What you will do:
Duplicate the items below from the line with "the shoulder strap." up to and including the line with "[(541, 146)]", reproducing every character unchanged.
— start of Source records —
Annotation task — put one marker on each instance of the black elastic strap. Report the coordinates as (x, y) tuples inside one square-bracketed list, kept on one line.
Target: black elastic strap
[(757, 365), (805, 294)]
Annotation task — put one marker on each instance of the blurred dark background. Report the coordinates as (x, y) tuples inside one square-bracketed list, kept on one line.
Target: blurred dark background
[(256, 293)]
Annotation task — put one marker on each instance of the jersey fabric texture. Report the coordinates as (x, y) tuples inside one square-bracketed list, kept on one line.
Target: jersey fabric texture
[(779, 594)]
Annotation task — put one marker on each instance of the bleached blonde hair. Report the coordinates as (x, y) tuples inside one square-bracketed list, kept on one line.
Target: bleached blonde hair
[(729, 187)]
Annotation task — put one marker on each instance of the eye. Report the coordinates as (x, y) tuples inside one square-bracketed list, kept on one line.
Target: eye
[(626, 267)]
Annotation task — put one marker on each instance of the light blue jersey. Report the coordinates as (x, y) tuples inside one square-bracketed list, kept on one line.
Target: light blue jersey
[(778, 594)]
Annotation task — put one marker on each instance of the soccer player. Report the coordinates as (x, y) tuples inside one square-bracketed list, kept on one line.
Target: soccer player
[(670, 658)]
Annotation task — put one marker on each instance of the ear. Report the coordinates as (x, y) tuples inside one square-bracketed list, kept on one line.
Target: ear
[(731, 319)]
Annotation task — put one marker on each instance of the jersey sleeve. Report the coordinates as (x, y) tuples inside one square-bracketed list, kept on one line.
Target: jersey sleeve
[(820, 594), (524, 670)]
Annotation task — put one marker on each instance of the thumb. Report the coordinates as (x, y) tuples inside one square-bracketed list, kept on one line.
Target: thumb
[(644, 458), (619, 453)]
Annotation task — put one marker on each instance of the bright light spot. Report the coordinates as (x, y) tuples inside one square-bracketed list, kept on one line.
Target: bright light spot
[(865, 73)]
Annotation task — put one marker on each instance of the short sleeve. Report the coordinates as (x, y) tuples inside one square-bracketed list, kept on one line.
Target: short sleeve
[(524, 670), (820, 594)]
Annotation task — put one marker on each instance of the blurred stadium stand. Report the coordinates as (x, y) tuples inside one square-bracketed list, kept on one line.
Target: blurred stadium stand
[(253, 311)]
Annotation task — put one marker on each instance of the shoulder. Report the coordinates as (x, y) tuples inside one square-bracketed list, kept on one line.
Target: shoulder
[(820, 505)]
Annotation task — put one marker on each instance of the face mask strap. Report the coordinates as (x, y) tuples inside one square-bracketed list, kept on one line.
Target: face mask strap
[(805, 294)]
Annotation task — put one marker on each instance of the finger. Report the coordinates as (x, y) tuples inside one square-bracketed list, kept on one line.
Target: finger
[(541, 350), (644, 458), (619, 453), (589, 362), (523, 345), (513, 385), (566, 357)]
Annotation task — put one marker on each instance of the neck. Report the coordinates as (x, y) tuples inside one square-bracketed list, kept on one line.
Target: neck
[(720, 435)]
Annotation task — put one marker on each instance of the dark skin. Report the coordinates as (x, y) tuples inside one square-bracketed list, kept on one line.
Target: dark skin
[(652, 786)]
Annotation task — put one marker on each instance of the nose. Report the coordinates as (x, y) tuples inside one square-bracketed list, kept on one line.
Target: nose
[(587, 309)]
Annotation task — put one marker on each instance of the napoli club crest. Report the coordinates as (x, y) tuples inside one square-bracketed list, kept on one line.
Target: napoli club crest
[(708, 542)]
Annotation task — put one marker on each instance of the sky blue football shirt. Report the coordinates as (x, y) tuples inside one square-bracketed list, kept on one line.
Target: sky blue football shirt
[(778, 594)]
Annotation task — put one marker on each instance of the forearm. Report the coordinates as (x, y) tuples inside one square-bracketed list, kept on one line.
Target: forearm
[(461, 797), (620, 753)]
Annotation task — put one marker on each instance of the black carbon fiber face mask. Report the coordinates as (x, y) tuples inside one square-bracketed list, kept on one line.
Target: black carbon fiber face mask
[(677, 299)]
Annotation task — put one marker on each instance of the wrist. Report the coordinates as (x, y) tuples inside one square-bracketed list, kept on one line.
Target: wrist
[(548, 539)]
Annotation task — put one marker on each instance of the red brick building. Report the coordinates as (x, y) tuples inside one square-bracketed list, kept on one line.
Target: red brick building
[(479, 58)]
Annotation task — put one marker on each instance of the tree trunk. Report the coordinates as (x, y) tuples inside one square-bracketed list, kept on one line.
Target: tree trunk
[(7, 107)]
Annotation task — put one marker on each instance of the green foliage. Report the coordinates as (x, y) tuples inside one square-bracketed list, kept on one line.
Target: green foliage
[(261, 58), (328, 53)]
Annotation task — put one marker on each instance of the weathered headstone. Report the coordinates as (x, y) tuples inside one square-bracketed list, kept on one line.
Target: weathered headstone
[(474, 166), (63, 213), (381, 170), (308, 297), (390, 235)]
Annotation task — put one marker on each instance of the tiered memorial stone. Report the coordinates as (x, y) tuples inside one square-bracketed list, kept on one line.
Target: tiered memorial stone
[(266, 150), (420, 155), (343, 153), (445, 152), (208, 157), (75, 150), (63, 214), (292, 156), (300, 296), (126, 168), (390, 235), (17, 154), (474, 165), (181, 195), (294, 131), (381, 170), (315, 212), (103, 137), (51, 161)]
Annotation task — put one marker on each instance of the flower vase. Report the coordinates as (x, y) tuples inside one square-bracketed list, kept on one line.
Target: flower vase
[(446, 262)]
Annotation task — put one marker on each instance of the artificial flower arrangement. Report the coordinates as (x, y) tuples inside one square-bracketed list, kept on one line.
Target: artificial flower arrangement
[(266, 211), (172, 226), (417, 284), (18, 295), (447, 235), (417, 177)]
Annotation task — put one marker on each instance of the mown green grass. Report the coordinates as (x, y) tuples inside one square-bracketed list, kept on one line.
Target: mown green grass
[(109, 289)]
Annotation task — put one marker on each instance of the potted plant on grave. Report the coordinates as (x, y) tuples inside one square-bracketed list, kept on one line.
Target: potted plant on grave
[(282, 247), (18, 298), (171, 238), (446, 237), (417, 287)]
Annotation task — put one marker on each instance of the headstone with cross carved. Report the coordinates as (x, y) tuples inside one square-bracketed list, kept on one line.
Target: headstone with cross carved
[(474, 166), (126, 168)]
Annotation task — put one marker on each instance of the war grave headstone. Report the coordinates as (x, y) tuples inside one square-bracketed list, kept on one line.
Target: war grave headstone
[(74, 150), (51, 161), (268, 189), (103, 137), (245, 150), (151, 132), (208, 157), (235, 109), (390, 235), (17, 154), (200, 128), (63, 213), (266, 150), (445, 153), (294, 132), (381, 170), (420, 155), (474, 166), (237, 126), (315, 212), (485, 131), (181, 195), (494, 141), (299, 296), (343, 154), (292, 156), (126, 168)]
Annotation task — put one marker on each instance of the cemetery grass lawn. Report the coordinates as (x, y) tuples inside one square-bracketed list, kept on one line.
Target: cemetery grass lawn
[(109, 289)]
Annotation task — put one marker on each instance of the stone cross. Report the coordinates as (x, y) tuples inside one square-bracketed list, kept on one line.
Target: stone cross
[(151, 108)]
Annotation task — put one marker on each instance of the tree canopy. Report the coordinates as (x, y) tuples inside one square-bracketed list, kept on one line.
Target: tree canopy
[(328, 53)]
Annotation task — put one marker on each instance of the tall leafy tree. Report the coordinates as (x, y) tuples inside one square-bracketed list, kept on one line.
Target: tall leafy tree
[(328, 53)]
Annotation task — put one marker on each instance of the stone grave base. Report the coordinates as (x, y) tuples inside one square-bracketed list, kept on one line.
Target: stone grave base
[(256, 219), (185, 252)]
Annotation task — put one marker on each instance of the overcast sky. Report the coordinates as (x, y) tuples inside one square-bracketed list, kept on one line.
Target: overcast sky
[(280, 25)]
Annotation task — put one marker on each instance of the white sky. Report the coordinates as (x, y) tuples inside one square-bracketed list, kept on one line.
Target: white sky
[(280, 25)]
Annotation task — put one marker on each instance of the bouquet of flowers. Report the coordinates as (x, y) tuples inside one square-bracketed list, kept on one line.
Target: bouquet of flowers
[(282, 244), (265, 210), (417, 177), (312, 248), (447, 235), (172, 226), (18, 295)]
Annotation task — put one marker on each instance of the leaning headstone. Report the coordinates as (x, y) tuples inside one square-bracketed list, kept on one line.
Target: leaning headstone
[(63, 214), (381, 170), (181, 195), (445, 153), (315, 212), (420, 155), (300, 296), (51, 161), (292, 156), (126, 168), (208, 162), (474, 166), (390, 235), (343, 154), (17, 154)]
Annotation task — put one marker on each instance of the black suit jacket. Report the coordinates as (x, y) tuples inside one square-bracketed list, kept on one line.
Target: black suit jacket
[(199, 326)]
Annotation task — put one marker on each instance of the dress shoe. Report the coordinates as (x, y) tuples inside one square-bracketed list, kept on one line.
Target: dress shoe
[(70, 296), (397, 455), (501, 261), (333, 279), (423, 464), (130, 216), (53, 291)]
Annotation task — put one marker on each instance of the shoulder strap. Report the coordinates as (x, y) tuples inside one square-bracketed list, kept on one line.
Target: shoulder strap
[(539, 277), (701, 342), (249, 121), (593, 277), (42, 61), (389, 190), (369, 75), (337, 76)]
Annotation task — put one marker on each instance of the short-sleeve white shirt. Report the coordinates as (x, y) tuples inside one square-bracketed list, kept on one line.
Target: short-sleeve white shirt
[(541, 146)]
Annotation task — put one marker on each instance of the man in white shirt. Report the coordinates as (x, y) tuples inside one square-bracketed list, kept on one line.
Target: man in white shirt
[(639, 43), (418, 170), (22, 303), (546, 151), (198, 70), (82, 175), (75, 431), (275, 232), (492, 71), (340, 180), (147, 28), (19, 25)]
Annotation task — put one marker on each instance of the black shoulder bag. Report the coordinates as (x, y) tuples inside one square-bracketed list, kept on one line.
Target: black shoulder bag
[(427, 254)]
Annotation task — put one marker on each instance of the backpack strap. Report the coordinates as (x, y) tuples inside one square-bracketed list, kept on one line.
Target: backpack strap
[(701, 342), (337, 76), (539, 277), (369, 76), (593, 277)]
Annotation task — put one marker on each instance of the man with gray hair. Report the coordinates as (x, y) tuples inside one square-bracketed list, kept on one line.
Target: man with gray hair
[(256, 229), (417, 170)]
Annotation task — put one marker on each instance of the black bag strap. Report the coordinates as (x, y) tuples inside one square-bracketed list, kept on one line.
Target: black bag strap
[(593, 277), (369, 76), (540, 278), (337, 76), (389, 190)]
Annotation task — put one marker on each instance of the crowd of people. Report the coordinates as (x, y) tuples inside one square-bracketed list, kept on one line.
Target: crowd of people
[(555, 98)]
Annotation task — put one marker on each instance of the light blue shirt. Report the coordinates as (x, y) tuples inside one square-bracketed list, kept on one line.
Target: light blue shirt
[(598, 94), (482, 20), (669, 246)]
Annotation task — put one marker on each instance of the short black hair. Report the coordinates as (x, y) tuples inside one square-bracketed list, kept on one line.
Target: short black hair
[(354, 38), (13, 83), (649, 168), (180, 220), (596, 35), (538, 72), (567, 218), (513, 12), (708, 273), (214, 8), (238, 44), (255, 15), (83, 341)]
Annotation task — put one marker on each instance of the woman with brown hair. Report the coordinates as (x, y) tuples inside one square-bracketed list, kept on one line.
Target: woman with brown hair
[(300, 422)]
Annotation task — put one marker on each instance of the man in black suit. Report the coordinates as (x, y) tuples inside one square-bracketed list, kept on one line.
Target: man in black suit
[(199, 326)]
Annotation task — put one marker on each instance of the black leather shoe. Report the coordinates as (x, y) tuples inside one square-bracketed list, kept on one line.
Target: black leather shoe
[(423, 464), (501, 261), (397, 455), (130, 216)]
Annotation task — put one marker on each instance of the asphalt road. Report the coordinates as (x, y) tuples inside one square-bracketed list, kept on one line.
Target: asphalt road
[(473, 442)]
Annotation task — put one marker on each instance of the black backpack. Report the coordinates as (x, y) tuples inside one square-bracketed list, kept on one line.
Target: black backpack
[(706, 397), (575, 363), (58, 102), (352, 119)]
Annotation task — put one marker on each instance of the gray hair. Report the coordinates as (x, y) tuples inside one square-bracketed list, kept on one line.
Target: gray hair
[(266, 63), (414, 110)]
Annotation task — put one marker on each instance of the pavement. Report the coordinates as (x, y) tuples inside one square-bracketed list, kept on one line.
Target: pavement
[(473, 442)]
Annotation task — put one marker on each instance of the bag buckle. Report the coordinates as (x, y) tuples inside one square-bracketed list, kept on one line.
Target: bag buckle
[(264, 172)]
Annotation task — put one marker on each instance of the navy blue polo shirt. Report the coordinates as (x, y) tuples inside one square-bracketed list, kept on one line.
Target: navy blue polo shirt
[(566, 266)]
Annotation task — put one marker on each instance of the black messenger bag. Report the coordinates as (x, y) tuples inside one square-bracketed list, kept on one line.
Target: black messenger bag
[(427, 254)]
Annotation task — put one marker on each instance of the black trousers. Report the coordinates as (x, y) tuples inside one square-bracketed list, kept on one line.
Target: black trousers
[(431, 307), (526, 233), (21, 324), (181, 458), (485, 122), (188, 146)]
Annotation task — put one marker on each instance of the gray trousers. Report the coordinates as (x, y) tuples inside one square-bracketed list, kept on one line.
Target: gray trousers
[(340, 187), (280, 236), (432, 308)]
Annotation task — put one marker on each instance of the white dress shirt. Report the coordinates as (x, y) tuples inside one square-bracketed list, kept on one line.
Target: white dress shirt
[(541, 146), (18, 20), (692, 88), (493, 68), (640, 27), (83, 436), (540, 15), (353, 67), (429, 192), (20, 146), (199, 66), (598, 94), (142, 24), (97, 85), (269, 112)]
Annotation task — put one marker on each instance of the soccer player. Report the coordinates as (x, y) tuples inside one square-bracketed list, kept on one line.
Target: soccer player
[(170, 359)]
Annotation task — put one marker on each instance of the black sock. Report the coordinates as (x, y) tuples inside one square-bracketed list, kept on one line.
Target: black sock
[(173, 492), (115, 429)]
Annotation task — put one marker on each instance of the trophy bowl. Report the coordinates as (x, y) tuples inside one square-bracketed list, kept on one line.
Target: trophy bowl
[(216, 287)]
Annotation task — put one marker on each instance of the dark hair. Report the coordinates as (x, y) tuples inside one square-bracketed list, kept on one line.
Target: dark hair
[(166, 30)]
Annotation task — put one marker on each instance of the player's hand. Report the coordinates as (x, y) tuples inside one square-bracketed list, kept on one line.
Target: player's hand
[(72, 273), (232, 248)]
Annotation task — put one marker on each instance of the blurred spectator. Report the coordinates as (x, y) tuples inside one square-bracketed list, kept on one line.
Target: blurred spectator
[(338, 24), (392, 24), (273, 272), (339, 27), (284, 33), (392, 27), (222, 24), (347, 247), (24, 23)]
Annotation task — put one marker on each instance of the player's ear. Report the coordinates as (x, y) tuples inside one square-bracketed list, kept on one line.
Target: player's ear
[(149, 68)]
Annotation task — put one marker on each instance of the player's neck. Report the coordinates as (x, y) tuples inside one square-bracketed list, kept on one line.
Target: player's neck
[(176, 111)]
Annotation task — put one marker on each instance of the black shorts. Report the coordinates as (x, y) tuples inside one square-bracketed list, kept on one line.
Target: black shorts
— end of Source records —
Output for this exercise:
Annotation task — put one marker on each instance of the shoulder strap. Report the coordinates as (x, y) tuples inside one square-bracketed list, kept on one line.
Target: shoulder strap
[(539, 277), (701, 342), (249, 121), (593, 277), (42, 61), (389, 190), (369, 75), (337, 76)]
Annotation task — put one marker on each instance of the short-sleeve white shirt. Report the coordinates as (x, y) tuples inside one square-bracketed list, kept on one line.
Target: short-sleeve white shirt
[(541, 146)]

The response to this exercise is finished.